====== Records to process

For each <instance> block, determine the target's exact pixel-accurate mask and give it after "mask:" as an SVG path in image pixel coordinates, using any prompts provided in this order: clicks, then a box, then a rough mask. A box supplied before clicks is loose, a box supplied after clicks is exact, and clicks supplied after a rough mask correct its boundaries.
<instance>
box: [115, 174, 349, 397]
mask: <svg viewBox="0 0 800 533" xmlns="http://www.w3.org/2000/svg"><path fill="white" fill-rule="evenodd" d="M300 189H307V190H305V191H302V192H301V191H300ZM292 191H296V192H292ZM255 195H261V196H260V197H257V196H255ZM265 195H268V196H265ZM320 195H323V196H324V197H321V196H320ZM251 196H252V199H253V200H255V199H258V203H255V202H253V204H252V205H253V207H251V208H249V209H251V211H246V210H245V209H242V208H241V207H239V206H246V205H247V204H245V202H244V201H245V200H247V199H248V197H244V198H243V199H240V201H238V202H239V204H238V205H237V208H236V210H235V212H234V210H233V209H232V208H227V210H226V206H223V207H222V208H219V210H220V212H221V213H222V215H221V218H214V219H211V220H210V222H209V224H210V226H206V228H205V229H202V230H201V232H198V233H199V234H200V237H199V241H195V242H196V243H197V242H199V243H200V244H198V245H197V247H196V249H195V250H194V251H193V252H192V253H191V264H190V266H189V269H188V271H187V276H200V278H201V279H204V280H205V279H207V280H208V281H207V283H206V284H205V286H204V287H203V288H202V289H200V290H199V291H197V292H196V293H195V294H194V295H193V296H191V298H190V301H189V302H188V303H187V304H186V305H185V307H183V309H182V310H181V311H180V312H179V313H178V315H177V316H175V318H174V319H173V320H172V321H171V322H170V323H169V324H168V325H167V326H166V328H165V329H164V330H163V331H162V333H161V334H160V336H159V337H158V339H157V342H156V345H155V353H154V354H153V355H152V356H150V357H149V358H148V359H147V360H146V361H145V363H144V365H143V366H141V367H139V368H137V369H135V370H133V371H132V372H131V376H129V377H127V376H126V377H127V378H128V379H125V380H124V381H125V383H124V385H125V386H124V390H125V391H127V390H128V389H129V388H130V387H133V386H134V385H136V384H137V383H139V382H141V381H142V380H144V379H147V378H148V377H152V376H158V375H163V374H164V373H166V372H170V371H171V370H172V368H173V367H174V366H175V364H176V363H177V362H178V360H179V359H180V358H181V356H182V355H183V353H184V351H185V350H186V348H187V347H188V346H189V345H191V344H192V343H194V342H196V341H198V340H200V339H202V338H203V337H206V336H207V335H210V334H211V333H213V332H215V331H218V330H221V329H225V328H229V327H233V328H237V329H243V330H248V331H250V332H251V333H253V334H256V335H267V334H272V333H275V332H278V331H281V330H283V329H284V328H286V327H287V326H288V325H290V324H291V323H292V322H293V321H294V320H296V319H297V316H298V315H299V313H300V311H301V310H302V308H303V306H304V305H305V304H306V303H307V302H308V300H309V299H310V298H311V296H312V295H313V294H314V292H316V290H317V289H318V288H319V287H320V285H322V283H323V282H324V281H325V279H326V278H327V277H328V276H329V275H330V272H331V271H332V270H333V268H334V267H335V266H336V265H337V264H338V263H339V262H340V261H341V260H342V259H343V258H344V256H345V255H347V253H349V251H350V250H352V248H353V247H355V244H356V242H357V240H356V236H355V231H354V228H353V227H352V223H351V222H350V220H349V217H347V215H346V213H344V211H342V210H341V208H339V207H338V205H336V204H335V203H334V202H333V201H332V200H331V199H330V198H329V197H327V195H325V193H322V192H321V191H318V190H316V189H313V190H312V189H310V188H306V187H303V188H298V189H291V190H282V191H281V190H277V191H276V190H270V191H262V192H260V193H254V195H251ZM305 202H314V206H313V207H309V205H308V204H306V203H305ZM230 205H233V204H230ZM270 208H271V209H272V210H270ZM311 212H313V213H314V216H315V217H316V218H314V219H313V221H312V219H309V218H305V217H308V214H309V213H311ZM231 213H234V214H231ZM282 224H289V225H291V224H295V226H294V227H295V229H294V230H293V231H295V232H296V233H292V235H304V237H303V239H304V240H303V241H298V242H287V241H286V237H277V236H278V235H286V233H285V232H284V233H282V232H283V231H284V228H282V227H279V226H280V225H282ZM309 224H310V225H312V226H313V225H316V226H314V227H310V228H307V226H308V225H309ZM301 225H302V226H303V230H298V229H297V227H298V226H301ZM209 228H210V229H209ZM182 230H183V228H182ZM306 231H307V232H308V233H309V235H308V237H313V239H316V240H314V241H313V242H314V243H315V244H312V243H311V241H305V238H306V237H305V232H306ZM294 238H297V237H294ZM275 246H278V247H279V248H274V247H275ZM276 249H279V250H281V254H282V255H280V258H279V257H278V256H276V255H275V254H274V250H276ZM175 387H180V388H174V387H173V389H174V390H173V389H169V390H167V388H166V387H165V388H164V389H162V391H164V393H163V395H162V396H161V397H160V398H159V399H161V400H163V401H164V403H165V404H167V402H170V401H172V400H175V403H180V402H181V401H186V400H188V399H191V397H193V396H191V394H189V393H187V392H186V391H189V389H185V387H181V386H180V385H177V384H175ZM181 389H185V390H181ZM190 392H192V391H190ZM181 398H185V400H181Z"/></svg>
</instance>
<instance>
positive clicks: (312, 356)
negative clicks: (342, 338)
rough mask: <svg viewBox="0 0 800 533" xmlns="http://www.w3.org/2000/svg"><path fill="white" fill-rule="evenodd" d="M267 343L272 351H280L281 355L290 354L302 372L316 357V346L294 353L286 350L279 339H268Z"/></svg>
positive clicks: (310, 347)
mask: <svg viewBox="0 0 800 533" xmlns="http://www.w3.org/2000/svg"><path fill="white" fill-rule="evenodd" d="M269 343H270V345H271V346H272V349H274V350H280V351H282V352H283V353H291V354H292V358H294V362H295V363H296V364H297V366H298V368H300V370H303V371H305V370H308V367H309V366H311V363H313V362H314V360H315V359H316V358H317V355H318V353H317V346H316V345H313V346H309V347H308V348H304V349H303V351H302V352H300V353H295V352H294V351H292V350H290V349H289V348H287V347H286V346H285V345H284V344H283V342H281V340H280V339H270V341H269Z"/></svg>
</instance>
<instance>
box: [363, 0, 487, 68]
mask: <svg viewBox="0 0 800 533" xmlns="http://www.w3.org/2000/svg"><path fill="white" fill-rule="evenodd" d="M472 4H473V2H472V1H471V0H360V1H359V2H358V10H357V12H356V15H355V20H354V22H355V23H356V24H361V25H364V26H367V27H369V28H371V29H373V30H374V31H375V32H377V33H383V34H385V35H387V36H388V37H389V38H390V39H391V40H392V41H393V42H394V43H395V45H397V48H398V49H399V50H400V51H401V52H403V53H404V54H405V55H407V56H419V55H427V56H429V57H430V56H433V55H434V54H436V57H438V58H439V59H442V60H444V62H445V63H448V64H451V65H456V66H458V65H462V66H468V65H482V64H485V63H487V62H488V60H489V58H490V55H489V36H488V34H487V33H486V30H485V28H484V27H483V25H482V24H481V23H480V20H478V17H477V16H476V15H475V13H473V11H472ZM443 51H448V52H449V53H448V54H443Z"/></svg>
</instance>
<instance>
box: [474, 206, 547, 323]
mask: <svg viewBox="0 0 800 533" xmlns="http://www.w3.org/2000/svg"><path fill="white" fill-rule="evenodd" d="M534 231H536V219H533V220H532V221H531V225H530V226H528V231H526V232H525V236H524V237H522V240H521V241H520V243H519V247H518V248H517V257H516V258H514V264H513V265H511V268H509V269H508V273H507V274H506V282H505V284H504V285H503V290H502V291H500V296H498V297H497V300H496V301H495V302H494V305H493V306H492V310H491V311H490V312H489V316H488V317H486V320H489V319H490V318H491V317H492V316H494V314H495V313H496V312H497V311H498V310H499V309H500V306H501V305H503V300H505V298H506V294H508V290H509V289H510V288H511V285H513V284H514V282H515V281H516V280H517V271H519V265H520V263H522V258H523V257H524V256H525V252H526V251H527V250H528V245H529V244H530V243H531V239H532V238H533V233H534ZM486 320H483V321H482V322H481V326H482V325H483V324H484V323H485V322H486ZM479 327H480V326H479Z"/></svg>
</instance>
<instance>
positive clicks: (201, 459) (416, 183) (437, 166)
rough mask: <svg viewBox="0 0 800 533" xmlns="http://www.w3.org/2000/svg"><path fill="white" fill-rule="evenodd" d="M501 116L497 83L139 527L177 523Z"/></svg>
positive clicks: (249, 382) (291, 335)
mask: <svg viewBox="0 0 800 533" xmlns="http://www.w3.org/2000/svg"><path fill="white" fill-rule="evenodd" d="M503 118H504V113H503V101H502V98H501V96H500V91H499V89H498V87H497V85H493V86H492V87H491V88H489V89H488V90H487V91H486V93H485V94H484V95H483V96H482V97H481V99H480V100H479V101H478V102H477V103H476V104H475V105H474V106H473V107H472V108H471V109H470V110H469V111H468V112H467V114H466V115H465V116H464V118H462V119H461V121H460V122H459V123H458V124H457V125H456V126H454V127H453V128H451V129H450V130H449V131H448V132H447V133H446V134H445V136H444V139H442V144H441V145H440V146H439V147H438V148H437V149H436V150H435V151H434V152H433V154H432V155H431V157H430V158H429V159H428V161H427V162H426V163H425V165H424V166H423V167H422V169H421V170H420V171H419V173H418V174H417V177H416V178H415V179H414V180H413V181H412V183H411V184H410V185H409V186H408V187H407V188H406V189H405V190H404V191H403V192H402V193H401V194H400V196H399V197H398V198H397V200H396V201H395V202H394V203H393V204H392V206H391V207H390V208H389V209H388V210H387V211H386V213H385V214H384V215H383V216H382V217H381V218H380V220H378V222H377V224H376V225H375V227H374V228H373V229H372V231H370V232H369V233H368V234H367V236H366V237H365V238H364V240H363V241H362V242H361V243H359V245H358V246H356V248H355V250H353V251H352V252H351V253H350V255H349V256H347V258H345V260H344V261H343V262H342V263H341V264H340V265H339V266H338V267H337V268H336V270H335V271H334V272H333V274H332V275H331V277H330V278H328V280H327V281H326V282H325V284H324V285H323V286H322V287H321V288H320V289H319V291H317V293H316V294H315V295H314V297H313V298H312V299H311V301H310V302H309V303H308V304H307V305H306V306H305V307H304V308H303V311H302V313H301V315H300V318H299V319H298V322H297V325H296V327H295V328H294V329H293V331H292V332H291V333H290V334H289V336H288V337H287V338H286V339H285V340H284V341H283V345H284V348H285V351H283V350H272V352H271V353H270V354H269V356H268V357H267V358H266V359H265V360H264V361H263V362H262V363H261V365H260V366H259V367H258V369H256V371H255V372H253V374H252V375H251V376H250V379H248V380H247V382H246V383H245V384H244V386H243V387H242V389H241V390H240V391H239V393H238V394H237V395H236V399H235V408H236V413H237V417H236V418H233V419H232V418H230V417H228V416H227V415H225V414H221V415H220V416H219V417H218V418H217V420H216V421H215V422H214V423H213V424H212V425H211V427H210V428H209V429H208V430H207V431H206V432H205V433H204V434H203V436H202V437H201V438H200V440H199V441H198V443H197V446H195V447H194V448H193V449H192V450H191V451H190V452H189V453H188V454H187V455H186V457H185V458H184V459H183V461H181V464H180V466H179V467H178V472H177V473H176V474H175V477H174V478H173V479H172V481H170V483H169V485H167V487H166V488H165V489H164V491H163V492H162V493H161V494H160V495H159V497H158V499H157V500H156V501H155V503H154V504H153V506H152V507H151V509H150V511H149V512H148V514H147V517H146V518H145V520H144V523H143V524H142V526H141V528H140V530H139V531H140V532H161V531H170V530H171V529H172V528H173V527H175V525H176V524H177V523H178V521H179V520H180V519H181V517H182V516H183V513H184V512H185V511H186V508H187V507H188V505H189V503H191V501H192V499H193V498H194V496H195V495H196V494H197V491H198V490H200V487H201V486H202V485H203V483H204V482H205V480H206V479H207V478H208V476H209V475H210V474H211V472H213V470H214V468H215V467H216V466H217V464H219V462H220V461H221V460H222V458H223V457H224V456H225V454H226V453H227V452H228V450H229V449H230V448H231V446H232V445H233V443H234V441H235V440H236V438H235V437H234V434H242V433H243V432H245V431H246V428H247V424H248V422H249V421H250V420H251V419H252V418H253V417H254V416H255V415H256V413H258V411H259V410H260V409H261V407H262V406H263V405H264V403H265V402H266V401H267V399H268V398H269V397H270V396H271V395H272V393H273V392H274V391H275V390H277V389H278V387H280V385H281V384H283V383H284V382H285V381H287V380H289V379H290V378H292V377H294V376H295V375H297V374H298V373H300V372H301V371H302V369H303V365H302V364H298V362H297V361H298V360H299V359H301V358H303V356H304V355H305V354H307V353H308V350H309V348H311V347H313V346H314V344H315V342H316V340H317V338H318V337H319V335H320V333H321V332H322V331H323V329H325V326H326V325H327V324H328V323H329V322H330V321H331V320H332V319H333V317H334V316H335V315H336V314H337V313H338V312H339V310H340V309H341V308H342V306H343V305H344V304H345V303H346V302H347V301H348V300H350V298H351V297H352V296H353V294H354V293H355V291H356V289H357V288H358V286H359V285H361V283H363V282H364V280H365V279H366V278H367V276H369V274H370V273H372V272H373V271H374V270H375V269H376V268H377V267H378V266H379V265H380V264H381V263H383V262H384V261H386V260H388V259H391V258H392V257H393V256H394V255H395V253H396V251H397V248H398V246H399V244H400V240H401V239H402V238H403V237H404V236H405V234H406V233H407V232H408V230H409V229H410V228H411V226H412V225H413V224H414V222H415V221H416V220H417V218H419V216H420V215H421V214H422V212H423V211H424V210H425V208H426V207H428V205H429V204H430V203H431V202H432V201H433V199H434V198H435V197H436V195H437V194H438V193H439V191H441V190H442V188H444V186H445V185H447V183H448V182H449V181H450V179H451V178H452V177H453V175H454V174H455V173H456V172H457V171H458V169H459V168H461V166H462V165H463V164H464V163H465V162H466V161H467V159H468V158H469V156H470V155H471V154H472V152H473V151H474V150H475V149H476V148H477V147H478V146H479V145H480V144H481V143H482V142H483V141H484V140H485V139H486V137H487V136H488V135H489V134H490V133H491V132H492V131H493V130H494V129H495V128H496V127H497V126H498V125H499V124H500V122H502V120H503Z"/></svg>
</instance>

============

• Activity:
Find each line in the data above that contains the string "positive" and reproduce those lines in full. The match is case-sensitive.

• Exercise solution:
positive clicks: (312, 356)
positive clicks: (310, 347)
positive clicks: (201, 459) (416, 183) (437, 166)
positive clicks: (249, 382) (291, 335)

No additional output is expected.